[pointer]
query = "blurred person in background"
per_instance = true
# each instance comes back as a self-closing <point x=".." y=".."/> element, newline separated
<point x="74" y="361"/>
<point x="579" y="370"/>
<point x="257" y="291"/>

____

:: TASK INSTRUCTIONS ::
Could you copy every record above exactly as written?

:: YOUR SOLUTION ::
[pointer]
query = "blurred person in background"
per_instance = true
# each instance comes back as a self-closing <point x=".." y=".."/> element, newline separated
<point x="74" y="361"/>
<point x="579" y="370"/>
<point x="257" y="291"/>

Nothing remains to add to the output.